- [Aim of the exercise]:
Copy out the lines of the records below, and only those lines, from the one with "Target: grass yard" through the one with "Target: brick house facade", exactly as they appear.
::: Data listing
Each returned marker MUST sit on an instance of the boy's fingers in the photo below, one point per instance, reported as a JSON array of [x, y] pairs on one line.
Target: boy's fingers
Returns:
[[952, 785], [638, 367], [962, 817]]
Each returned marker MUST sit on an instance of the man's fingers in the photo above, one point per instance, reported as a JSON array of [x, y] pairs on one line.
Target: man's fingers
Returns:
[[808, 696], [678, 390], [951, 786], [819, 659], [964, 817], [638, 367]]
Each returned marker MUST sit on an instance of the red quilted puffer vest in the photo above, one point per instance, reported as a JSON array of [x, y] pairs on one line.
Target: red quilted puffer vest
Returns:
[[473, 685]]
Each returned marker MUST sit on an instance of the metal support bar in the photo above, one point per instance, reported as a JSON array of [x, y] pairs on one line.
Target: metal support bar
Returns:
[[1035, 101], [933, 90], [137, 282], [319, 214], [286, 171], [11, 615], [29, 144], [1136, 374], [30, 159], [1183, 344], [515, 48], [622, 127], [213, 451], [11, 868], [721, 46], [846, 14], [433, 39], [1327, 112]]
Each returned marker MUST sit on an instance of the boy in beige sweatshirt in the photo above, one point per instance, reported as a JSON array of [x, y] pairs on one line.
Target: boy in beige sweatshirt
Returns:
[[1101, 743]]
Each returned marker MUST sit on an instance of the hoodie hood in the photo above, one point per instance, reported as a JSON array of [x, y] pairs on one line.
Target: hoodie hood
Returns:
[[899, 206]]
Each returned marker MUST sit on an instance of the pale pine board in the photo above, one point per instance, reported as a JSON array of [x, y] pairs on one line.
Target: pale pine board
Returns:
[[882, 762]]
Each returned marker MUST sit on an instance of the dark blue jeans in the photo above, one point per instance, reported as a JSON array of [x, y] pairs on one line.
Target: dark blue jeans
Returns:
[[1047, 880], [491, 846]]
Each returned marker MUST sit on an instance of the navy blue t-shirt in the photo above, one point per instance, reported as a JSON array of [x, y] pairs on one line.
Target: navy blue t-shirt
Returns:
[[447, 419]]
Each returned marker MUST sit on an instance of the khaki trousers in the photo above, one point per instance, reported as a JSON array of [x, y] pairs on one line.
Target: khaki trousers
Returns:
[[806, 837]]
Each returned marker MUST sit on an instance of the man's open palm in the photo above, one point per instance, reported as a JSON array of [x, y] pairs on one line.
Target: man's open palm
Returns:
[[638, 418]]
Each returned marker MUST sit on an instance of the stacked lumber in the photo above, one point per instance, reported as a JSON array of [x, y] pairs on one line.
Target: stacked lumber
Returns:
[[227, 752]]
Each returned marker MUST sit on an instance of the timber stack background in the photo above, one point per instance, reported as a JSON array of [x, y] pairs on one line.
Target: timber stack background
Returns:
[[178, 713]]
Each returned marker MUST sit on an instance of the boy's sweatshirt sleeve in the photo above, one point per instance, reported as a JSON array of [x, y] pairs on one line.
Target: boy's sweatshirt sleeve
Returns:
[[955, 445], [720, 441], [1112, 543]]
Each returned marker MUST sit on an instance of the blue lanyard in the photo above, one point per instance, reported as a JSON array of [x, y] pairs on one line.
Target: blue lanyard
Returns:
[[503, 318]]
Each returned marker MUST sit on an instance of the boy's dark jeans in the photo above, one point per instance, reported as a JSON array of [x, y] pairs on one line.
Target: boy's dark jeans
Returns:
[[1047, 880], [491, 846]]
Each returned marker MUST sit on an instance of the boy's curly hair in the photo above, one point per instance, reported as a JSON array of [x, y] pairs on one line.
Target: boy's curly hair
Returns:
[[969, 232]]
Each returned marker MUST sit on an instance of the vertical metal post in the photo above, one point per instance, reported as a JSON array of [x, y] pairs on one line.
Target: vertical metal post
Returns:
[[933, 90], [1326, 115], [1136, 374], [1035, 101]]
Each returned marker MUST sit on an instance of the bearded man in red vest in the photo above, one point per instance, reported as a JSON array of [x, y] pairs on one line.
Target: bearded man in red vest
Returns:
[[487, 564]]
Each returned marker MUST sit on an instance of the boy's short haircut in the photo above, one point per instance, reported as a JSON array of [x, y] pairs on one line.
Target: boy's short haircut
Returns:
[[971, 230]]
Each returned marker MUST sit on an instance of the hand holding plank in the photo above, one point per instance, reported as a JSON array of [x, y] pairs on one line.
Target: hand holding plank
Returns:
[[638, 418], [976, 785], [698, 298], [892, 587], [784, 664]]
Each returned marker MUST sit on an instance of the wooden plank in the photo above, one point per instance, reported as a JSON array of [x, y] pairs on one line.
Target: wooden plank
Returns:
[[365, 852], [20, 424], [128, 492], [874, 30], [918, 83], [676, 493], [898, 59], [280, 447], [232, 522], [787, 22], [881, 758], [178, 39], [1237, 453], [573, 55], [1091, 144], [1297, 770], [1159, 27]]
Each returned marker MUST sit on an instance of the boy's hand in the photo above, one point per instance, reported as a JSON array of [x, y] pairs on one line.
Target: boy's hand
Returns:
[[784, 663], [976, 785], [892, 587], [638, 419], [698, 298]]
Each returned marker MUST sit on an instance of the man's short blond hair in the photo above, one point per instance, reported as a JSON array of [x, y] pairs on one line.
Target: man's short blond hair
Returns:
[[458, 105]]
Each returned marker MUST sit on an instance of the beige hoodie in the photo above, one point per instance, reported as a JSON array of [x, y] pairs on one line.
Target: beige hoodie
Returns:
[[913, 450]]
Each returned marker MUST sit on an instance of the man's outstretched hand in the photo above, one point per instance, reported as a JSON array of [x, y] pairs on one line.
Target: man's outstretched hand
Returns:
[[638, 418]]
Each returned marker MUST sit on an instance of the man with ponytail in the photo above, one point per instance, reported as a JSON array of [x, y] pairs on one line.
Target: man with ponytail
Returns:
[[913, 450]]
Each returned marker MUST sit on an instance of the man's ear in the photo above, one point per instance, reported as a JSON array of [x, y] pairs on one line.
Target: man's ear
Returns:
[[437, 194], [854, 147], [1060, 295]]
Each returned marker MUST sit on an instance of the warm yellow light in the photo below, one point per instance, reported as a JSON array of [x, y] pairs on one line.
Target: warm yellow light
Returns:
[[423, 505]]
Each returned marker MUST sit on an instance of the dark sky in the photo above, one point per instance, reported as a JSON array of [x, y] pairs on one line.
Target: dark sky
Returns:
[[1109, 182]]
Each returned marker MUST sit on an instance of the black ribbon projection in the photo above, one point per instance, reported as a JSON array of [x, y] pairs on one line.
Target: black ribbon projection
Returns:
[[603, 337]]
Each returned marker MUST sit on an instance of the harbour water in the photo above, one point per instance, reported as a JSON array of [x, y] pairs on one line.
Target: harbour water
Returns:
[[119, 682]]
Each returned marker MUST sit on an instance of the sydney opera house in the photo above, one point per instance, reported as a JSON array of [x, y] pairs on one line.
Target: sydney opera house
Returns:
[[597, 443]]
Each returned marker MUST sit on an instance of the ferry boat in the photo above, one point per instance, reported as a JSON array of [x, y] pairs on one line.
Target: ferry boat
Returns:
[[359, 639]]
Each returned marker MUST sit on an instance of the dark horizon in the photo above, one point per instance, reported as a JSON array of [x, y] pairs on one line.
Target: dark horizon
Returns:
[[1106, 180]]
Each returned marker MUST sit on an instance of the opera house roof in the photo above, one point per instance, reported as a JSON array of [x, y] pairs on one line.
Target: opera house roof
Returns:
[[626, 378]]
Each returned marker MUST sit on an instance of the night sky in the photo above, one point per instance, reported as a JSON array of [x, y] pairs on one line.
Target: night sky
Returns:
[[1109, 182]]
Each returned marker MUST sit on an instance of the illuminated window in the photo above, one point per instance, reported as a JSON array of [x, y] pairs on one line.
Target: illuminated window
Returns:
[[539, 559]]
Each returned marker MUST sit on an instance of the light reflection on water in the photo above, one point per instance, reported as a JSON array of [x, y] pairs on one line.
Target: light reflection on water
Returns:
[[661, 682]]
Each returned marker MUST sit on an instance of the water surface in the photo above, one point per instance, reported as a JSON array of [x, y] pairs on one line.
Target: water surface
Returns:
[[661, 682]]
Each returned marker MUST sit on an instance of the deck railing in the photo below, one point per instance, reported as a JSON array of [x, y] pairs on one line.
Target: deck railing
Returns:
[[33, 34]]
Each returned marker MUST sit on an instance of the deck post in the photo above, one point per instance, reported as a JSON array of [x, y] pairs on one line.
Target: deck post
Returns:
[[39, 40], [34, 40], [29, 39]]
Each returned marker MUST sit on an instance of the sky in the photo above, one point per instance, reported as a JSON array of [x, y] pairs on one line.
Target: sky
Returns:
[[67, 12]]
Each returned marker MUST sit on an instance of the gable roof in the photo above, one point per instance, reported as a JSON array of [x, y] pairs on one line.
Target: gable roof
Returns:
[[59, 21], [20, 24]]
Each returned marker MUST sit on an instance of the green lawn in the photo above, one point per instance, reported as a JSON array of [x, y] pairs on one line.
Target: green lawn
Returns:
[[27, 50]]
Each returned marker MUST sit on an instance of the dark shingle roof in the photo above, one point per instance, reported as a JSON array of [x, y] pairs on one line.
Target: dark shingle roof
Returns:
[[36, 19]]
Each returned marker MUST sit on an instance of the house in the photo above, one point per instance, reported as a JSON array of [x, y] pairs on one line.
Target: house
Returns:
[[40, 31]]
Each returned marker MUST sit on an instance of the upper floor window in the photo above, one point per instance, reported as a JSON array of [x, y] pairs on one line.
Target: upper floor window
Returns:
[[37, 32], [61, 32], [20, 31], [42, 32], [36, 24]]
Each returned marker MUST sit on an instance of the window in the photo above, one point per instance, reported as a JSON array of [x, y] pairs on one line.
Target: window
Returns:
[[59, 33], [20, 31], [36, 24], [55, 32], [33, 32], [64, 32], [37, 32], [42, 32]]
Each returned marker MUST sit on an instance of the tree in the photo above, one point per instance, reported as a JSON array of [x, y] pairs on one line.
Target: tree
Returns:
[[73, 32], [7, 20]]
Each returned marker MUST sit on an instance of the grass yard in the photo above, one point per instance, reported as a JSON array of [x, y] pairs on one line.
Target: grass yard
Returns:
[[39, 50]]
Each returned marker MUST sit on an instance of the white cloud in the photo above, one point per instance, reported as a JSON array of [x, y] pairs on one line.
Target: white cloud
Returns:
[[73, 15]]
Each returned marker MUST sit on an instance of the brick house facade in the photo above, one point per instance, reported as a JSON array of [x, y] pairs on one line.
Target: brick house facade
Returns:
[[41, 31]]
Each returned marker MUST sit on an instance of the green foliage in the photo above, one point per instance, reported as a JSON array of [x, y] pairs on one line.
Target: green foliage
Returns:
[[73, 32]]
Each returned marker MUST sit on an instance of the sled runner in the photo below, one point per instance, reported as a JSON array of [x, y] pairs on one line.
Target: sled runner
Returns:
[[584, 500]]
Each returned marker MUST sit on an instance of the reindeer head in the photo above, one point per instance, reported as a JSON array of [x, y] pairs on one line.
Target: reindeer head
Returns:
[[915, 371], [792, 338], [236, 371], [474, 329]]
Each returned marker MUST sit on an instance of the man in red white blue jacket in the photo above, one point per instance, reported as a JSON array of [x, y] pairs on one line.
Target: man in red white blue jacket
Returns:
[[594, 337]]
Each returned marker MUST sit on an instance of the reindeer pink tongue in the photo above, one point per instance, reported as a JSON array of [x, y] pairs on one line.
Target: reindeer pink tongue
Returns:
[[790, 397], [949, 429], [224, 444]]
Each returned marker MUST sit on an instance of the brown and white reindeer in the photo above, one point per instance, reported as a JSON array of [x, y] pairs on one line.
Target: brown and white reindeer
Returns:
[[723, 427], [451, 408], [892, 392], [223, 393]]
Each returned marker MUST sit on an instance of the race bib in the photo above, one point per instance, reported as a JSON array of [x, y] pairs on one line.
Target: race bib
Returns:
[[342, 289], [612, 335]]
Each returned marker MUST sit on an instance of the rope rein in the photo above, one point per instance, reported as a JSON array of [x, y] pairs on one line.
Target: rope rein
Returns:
::::::
- [Your solution]:
Target: grass yard
Returns:
[[39, 50]]
Each returned marker MUST sit on an instance of the white cloud in the photo above, one point per instance, reported as a JSON array of [x, y] pairs on one line.
Target: white cloud
Returns:
[[73, 15]]
Each returned marker MUST sit on an instance of the brick house facade in the photo above, one point per instance, reported as a JSON array of [x, y] pairs on one line.
Target: brick house facade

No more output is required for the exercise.